Brief: Note each line in the data holding the string "eucalyptus" and report it.

----

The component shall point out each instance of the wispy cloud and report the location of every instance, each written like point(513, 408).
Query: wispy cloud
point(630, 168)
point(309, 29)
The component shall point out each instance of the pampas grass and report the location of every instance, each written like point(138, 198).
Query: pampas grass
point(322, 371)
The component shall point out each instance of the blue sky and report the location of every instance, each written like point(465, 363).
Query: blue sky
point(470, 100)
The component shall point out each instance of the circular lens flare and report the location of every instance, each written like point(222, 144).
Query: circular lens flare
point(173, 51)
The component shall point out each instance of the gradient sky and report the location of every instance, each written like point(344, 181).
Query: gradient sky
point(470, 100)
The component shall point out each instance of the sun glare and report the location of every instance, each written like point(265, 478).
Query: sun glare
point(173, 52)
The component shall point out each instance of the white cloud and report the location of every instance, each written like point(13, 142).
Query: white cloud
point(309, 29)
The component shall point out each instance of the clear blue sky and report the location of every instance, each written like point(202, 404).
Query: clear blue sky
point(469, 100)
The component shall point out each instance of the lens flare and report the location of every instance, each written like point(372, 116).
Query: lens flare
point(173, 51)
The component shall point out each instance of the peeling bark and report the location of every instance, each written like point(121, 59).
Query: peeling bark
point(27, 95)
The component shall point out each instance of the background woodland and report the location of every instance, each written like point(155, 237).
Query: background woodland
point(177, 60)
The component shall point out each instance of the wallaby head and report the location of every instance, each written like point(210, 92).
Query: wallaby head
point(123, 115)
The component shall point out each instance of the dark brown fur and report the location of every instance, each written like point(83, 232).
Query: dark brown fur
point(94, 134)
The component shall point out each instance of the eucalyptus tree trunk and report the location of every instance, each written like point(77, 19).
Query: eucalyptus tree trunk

----

Answer space:
The component shall point out each instance of the eucalyptus tree trunk and report the location of every instance, each written like point(77, 19).
Query: eucalyptus tree trunk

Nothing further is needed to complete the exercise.